Task inputs:
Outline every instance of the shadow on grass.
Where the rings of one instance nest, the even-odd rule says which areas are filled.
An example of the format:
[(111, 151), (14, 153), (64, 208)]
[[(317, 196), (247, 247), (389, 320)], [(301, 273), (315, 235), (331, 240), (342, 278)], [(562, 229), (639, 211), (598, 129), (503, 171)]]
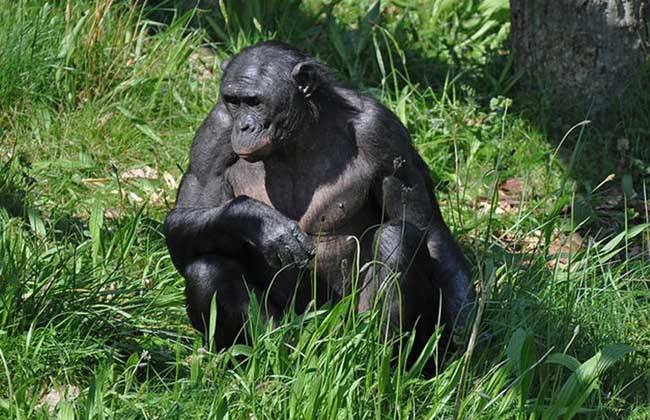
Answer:
[[(432, 52), (429, 44), (418, 41), (422, 35), (408, 18), (396, 22), (390, 16), (393, 13), (390, 6), (379, 2), (368, 10), (357, 10), (359, 16), (345, 19), (335, 12), (340, 0), (310, 7), (306, 6), (308, 2), (300, 0), (266, 6), (264, 2), (251, 3), (257, 6), (224, 2), (229, 13), (226, 19), (218, 1), (143, 0), (145, 13), (152, 20), (172, 24), (180, 16), (189, 16), (189, 27), (205, 30), (218, 48), (230, 54), (261, 40), (284, 41), (323, 60), (339, 72), (342, 80), (357, 88), (379, 87), (383, 79), (392, 77), (390, 72), (394, 70), (398, 88), (419, 84), (442, 90), (454, 79), (463, 86), (458, 94), (466, 92), (487, 103), (492, 96), (505, 94), (513, 81), (502, 77), (508, 75), (504, 67), (510, 67), (502, 47), (489, 51), (485, 62), (463, 55), (463, 49), (449, 45), (447, 38), (436, 39), (439, 50)], [(346, 19), (356, 21), (349, 23)], [(498, 12), (495, 19), (505, 23), (509, 20), (507, 11)], [(462, 31), (460, 27), (457, 29)], [(439, 35), (435, 33), (431, 37)], [(465, 49), (471, 49), (471, 45)], [(383, 61), (381, 65), (379, 57)]]
[(0, 161), (0, 207), (9, 216), (25, 216), (28, 191), (34, 182), (23, 159), (12, 156), (5, 162)]
[[(339, 71), (340, 79), (364, 90), (376, 90), (382, 86), (382, 81), (388, 81), (393, 95), (399, 95), (407, 85), (441, 91), (453, 80), (456, 98), (475, 102), (482, 108), (487, 108), (493, 97), (514, 96), (512, 111), (544, 133), (552, 146), (562, 143), (559, 156), (581, 191), (591, 191), (610, 174), (619, 178), (628, 175), (627, 184), (632, 183), (640, 190), (644, 177), (650, 176), (650, 114), (647, 112), (650, 109), (650, 90), (647, 89), (650, 66), (640, 79), (630, 80), (624, 95), (614, 98), (610, 108), (599, 115), (585, 116), (592, 123), (573, 130), (562, 141), (567, 131), (582, 119), (567, 117), (561, 110), (553, 109), (544, 98), (543, 89), (530, 90), (519, 83), (520, 75), (511, 67), (507, 45), (489, 49), (480, 59), (459, 56), (462, 51), (454, 45), (446, 45), (445, 38), (432, 41), (435, 44), (422, 42), (418, 28), (407, 23), (407, 19), (389, 22), (388, 7), (371, 9), (361, 14), (356, 23), (345, 23), (334, 16), (337, 3), (309, 10), (299, 7), (300, 1), (290, 2), (287, 6), (290, 18), (285, 14), (286, 8), (277, 5), (276, 9), (270, 6), (255, 15), (244, 6), (228, 3), (233, 16), (226, 21), (215, 1), (147, 2), (150, 16), (167, 23), (191, 13), (198, 4), (203, 11), (194, 12), (192, 25), (205, 29), (220, 48), (242, 48), (269, 37), (282, 40), (319, 57)], [(240, 20), (236, 19), (238, 15)], [(505, 12), (498, 19), (505, 24), (509, 16)], [(251, 23), (253, 20), (258, 26)], [(394, 44), (382, 35), (382, 30), (388, 27), (390, 41)], [(440, 34), (436, 32), (430, 36), (440, 37)], [(399, 46), (399, 52), (395, 45)], [(427, 48), (433, 45), (436, 48)], [(382, 72), (378, 63), (380, 56), (383, 65), (390, 64), (391, 68)], [(394, 79), (391, 71), (397, 75)], [(631, 187), (627, 185), (626, 188), (628, 196), (631, 195)]]
[[(646, 338), (639, 328), (645, 325), (643, 302), (635, 293), (642, 289), (622, 292), (609, 287), (607, 276), (630, 275), (642, 268), (625, 270), (593, 263), (600, 259), (598, 248), (579, 252), (564, 270), (556, 270), (559, 260), (543, 248), (533, 252), (512, 252), (497, 244), (485, 250), (486, 265), (494, 265), (495, 278), (490, 300), (486, 303), (484, 328), (492, 334), (491, 349), (477, 354), (477, 363), (494, 364), (500, 346), (507, 345), (513, 333), (522, 328), (534, 338), (532, 357), (545, 353), (563, 353), (580, 362), (592, 357), (606, 345), (626, 343), (635, 349), (634, 357), (618, 365), (616, 371), (605, 375), (607, 389), (626, 384), (621, 397), (644, 402), (647, 385), (643, 375), (647, 368)], [(587, 264), (587, 261), (590, 261)], [(566, 262), (565, 262), (566, 264)], [(607, 272), (604, 274), (602, 271)], [(634, 274), (643, 277), (640, 273)], [(596, 276), (602, 276), (596, 279)], [(614, 318), (611, 314), (616, 313)], [(543, 363), (541, 377), (562, 373), (558, 366)], [(553, 373), (554, 372), (554, 373)]]
[[(557, 149), (574, 192), (570, 212), (583, 236), (604, 238), (648, 222), (650, 62), (598, 114), (562, 114), (543, 93), (515, 92), (515, 112)], [(533, 91), (531, 91), (533, 92)]]
[[(631, 77), (620, 96), (597, 114), (583, 117), (551, 107), (542, 88), (518, 90), (520, 112), (560, 147), (559, 156), (583, 188), (593, 189), (608, 175), (629, 176), (637, 188), (650, 177), (650, 62)], [(522, 86), (523, 87), (523, 86)], [(583, 121), (588, 124), (572, 127)], [(626, 187), (627, 188), (627, 187)], [(628, 194), (631, 191), (626, 191)]]

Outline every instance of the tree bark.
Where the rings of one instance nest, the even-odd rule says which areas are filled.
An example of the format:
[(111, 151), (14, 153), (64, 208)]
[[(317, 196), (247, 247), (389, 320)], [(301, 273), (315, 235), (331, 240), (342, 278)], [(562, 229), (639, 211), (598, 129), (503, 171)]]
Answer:
[(648, 60), (650, 0), (510, 5), (515, 68), (523, 72), (524, 86), (548, 99), (555, 116), (575, 122), (598, 115)]

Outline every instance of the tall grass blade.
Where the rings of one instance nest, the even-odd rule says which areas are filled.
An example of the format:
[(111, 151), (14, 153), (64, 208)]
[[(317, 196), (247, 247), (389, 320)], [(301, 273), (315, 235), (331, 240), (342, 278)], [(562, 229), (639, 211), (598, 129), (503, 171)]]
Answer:
[(573, 418), (589, 394), (598, 387), (597, 381), (603, 372), (632, 351), (626, 344), (611, 344), (581, 364), (557, 392), (543, 418)]

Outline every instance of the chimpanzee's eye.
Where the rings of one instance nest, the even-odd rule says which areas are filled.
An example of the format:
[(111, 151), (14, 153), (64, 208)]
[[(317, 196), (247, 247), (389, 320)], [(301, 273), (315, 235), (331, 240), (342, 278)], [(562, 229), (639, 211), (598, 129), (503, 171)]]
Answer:
[(233, 95), (223, 95), (223, 101), (228, 105), (239, 105), (239, 98)]
[(257, 96), (244, 96), (242, 102), (248, 106), (258, 106), (260, 104), (260, 100)]

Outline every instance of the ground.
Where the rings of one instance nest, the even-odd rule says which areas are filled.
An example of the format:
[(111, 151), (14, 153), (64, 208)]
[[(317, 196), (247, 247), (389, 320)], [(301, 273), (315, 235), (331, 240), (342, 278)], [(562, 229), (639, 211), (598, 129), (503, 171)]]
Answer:
[[(650, 416), (634, 103), (612, 148), (587, 126), (558, 147), (517, 91), (507, 2), (235, 3), (0, 8), (0, 417)], [(220, 353), (189, 326), (161, 223), (219, 63), (269, 38), (394, 110), (431, 169), (482, 308), (434, 377), (354, 297)]]

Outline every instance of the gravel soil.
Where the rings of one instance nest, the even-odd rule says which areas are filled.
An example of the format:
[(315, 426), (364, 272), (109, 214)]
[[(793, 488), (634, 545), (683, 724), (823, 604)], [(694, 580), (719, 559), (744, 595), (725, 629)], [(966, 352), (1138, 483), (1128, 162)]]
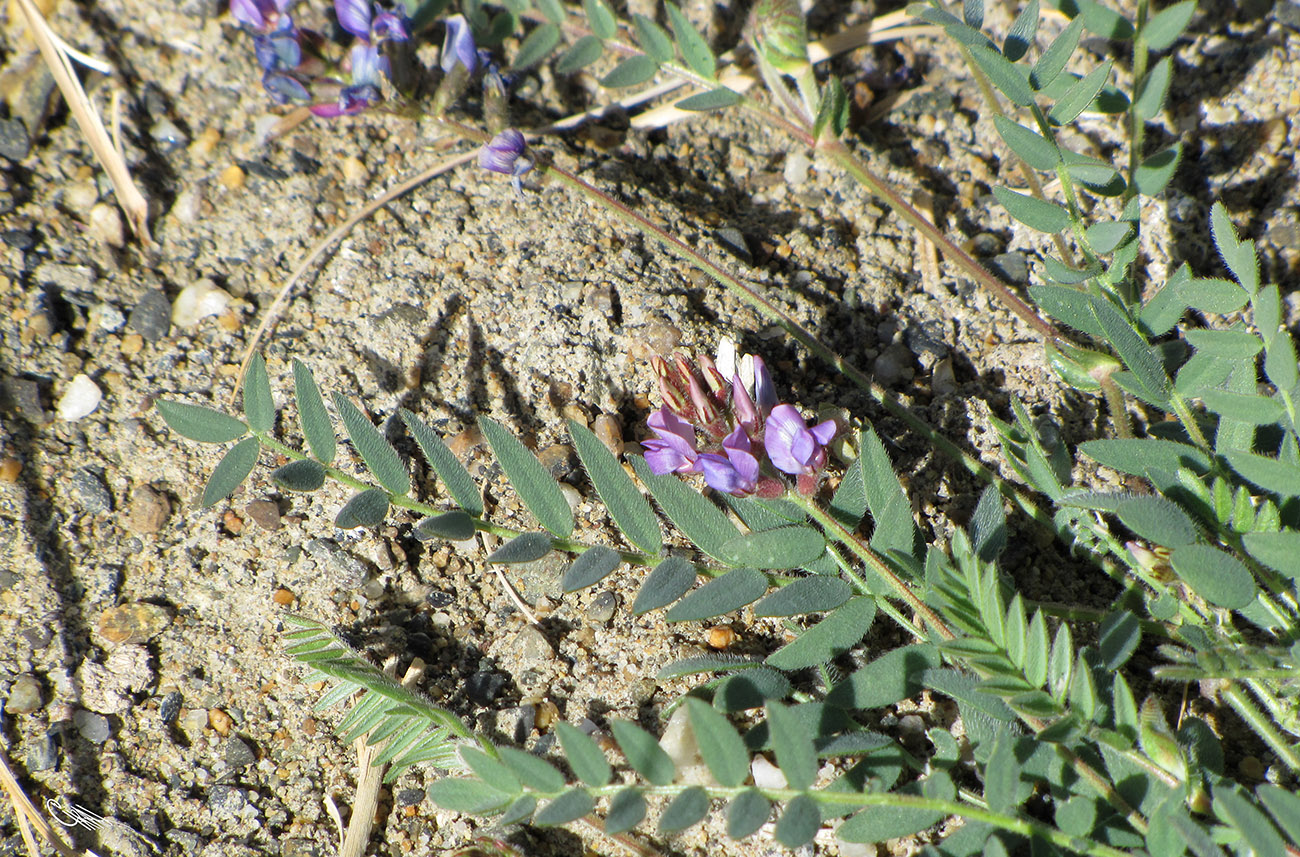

Work instructions:
Lines with the string "Outline": pick each one out of the material and return it.

Answer space:
Outline every instance of the shadow on grass.
Outline every instance of the tree bark.
Outline every instance of the tall grass blade.
Outline every instance of the chimpanzee's eye.
Outline every instance of the ground.
Outline every instance of the gravel soil.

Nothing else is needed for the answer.